** Begin Text shown **

EU AI Act — what changes from August 2026

A clear overview of the new EU rules on artificial intelligence and what companies need to do before the deadline.

Background

The EU AI Act (Regulation EU 2024/1689) is the world’s first comprehensive regulatory framework for artificial intelligence. It entered into force on 1 August 2024, with a phased rollout:

  • February 2025: prohibition of banned AI practices (social scoring, subliminal manipulation, mass biometric surveillance)
  • August 2025: obligations for general-purpose AI models (GPAI) and governance structures
  • August 2026: main obligations for high-risk AI systems (Annex III)
  • August 2027: obligations for AI in regulated products (Annex I)

Penalties are among the highest in the European regulatory landscape: up to 7% of global turnover for prohibited practices, 3% for non-compliant high-risk systems, 1% for providing false information to authorities.

** End Text shown **
** Begin Provided information **

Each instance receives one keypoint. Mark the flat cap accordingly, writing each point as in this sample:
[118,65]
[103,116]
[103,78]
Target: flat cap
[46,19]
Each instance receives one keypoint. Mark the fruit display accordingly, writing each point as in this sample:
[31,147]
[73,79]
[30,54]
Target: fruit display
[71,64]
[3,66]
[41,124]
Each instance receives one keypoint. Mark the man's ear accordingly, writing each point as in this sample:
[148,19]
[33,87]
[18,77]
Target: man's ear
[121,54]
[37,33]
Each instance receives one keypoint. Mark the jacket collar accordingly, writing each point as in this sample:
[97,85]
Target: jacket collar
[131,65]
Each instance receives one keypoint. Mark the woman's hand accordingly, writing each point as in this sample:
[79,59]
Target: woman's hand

** End Provided information **

• [What you will do]
In the EU AI Act overview, what is the maximum penalty for prohibited AI practices?

• [Task response]
Up to 7% of global turnover.